Formatiere die Zeilen unten ab der Zeile mit „identify the blue“ bis zum Ende, beide Grenzen eingeschlossen, als JSON-Liste von Strings mit einem Eintrag pro Zeile. Leerzeilen lässt du weg.

┌────────

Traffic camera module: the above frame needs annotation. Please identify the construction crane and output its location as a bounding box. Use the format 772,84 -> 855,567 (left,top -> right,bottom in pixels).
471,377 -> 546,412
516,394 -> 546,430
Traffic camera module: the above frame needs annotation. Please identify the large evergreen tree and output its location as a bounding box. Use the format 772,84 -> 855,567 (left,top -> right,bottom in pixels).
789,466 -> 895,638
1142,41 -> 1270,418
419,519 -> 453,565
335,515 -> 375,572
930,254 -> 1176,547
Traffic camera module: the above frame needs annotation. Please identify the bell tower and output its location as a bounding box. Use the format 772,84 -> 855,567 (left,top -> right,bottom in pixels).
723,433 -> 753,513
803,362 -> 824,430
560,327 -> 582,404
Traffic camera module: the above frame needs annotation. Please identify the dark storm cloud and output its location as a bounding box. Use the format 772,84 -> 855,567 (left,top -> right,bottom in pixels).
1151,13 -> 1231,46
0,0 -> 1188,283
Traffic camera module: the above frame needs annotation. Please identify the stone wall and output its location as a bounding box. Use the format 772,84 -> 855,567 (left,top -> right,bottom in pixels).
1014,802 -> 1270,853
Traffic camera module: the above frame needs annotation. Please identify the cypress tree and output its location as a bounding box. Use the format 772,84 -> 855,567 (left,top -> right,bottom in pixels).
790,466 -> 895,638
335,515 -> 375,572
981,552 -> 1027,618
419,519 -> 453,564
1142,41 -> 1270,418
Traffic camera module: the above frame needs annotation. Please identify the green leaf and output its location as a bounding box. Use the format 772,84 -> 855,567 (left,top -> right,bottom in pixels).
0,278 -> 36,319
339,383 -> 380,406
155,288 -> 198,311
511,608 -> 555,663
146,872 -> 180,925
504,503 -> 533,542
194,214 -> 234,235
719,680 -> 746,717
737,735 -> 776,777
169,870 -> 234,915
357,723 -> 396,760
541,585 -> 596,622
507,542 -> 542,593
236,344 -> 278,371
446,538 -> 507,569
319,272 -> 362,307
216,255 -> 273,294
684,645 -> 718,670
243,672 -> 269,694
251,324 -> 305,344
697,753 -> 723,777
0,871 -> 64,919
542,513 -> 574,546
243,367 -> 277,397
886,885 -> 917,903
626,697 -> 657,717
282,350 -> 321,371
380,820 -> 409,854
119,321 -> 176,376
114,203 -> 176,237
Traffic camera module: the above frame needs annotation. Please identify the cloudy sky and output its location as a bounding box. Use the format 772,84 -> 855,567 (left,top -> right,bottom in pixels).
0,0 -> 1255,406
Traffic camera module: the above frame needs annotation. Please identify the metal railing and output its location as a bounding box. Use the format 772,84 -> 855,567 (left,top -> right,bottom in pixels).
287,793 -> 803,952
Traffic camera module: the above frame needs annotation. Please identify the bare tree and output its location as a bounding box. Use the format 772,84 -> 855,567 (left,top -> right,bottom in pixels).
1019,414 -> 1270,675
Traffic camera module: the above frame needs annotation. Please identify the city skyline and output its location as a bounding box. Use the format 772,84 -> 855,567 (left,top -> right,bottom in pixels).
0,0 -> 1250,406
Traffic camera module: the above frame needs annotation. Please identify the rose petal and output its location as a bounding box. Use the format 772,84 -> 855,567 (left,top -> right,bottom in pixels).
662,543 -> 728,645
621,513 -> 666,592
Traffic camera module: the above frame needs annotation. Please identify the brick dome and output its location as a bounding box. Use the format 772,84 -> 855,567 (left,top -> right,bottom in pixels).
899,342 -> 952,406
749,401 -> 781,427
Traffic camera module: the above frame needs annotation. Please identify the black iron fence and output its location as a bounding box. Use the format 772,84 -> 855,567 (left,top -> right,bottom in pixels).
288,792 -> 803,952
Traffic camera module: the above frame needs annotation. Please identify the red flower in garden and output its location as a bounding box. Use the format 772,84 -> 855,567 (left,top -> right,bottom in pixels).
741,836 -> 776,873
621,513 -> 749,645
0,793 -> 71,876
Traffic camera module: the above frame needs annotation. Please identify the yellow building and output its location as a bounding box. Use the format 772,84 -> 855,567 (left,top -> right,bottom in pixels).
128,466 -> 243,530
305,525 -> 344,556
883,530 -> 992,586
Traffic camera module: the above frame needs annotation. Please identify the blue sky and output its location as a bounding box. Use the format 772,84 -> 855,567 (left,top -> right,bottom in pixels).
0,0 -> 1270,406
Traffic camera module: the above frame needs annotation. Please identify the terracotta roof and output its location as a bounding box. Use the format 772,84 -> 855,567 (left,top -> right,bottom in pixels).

└────────

-- Lösung der Aufgabe --
[
  "Traffic camera module: the above frame needs annotation. Please identify the blue sky and output its location as a bounding box. Use the format 772,84 -> 855,567 (left,top -> right,bottom in pixels).",
  "0,0 -> 1270,406",
  "Traffic camera module: the above frame needs annotation. Please identify the terracotta roof and output its location as a bounding box. Use the format 772,84 -> 855,567 (left,top -> right,bottom in pixels)."
]